Study text
◇ ◇ ◇ ◇

Agricultural Research Service

Research Project: GENETICS, POPULATION BIOLOGY, AND HOST-PARASITE INTERACTIONS OF CEREAL RUST FUNGI AND THEIR DISEASES

Location: Cereal Disease Laboratory

Title: Detection of Phakopsora pachyrhizi Spores in Rain Using a Real-Time PCR Assay

Authors
item Barnes, Charles - UNIVERSITY OF MINNESOTA
item Szabo, Les
item Bowersox, Van - IL-SWS, NADP

Submitted to: Phytopathology
Publication Type: Peer Reviewed Journal
Publication Acceptance Date: December 10, 2008
Publication Date: April 1, 2009
Repository URL: http://hdl.handle.net/10113/29256
Citation: Barnes, C.W., Szabo, L.J., Bowersox, V.C. 2009. Detection of Phakopsora pachyrhizi Spores in Rain Using a Real-Time PCR Assay. Phytopathology. 99:328-338.

Interpretive Summary: Asian soybean rust, caused by the rust fungus Phakopsora pachyrhizi, was first reported in the U.S. in 2004 and poses a serious threat to soybean production. Asian soybean rust, as well as other rust diseases, is commonly spread by aerial transport of spores. Rust spores can travel long distances and are deposited by rain. Development of a national monitoring system based on detection of fungal spores in rain would provide as an early warning system for the spread of this disease. Weekly precipitation samples were assayed using a DNA based assay (PCR) from 120 and 110 National Atmospheric Deposition Program (NADP) sites to map the deposition of P. pachyrhizi spores in the soybean growing regions of the US, during the growing season of 2005 and 2006, respectively. The results of the study show that P. pachyrhizi can be detected in rain, and that the spores are deposited through out the U.S. soybean growing regions. P. pachyrhizi spores were detected from May through October. There was a 3-fold increase in the frequency of detection from 2005 to 2006, and an increase in the number of spores per sample. This study demonstrates that use of a DNA based assay to detect spores in rain collected at geographically dispersed NADP sites can serve as a powerful tool for monitoring the movement of P. pachyrhizi. Scientists and agricultural specialists will use the data developed by this monitoring system to improve field scouting programs and development of disease management recommendations for farmers. Scientists will use this approach to monitoring the movement of other plant pathogens dispersed in the atmosphere.

◇ ◇ ◇ ◇

Excerpted records
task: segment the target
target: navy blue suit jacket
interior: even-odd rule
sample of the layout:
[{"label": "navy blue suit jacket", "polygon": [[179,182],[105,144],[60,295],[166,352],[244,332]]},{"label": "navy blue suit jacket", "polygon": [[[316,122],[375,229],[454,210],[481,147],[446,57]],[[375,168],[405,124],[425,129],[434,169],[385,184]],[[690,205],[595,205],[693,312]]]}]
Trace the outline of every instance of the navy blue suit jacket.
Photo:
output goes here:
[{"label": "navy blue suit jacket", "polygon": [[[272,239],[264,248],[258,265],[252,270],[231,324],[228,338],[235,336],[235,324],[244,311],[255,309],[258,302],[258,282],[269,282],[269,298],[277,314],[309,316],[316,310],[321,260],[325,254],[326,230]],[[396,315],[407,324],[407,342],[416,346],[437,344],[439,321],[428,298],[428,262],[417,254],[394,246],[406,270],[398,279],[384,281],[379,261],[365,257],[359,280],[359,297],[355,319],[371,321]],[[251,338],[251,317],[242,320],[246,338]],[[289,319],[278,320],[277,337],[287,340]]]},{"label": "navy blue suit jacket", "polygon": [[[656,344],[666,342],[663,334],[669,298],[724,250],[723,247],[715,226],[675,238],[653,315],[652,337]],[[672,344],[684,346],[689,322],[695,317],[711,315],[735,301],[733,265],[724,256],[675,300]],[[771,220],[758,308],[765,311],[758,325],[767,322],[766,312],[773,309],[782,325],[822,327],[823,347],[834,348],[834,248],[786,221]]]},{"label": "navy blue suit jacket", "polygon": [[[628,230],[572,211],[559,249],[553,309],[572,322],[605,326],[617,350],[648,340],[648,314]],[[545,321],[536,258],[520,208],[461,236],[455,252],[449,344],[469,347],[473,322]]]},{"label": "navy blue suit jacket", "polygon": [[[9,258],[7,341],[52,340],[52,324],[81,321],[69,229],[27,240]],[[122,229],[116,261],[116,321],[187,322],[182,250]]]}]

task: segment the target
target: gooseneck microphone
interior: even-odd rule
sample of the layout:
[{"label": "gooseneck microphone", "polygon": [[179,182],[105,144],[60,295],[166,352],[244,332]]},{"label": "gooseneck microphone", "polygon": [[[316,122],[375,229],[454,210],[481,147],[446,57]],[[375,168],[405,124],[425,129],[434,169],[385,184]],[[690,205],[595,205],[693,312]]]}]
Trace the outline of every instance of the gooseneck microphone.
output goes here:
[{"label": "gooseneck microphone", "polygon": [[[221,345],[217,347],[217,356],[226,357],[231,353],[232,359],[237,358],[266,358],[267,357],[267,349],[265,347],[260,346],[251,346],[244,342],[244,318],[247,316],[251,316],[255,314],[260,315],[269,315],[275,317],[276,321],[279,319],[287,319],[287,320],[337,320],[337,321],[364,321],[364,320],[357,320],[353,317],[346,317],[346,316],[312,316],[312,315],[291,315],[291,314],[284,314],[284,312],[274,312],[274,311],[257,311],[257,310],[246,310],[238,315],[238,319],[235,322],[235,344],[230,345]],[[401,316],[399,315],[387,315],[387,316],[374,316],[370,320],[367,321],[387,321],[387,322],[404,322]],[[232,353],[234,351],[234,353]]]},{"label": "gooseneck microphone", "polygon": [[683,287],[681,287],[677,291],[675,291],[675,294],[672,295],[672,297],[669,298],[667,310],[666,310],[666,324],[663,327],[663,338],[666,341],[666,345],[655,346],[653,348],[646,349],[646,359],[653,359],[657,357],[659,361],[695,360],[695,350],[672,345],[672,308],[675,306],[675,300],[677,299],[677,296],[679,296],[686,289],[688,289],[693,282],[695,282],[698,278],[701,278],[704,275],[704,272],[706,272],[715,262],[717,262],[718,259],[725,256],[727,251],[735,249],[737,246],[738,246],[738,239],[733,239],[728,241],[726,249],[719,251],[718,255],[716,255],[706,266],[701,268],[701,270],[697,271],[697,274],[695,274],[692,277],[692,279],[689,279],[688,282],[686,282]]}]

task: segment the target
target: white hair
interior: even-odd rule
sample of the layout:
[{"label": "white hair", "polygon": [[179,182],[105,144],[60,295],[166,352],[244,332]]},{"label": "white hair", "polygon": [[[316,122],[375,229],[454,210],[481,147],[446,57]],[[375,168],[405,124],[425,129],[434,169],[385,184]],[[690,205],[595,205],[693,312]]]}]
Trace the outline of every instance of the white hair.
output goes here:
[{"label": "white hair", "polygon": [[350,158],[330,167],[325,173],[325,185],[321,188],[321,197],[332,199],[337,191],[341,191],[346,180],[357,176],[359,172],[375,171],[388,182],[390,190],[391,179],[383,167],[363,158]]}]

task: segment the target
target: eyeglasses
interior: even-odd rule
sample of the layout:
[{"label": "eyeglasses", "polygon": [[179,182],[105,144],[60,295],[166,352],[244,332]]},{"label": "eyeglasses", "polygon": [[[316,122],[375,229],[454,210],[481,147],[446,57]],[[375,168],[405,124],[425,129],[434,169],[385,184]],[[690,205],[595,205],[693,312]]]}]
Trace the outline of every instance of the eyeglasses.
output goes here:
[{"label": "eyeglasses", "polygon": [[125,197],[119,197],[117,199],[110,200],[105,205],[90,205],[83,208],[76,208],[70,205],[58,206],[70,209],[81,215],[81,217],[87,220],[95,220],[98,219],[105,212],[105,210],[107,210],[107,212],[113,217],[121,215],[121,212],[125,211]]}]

◇ ◇ ◇ ◇

Check your understanding
a) Reproduce the soybean rust text from "Title: Detection of" up to and including "Assay. Phytopathology. 99:328-338.".
b) Please take the soybean rust text further, picking up after its final sentence.
The items have no connection to the soybean rust text.

Responses to the tasks
a)
Title: Detection of Phakopsora pachyrhizi Spores in Rain Using a Real-Time PCR Assay

Authors
item Barnes, Charles - UNIVERSITY OF MINNESOTA
item Szabo, Les
item Bowersox, Van - IL-SWS, NADP

Submitted to: Phytopathology
Publication Type: Peer Reviewed Journal
Publication Acceptance Date: December 10, 2008
Publication Date: April 1, 2009
Repository URL: http://hdl.handle.net/10113/29256
Citation: Barnes, C.W., Szabo, L.J., Bowersox, V.C. 2009. Detection of Phakopsora pachyrhizi Spores in Rain Using a Real-Time PCR Assay. Phytopathology. 99:328-338.

b)
Technical Abstract: Transport of rust fungal spores along the Puccinia Pathway has been well recognized. In 2005 and 2006, rain was collected weekly from May-August at 112 selected National Atmospheric Deposition Program/ National Trends Network sites across the soybean growing region of the central and eastern US. Rain samples were screened for Phakopsora pachyrhizi (causal agent of Asian soybean rust) DNA using a nested real-time PCR assay. The time to process a rain sample, from the date a sample was collected until it was assayed, was less than three weeks. To date, P. pachyrhizi spores have been detected in every state in the study, but more frequently in states along the Gulf and Atlantic coasts and along the Ohio River Valley westward to Kansas. A bimodal temporal distribution of samples testing positive for P. pachyrhizi was found in both years. However, there was a greater than three-fold increase in the number of samples testing positive for P. pachyrhizi in 2006 than 2005, with the most significant increase in August. There was also an increase in the average spore load per sample in 2006 compared to 2005. Sequence analysis of a subset of positive rain samples was used to validate the assay results. From the sequence analysis, two polymorphic regions were found resulting in five distinct genotypes among the 52 sequenced amplicons. One genotype was found in 54% of the samples tested, while the other genotypes were found less frequently.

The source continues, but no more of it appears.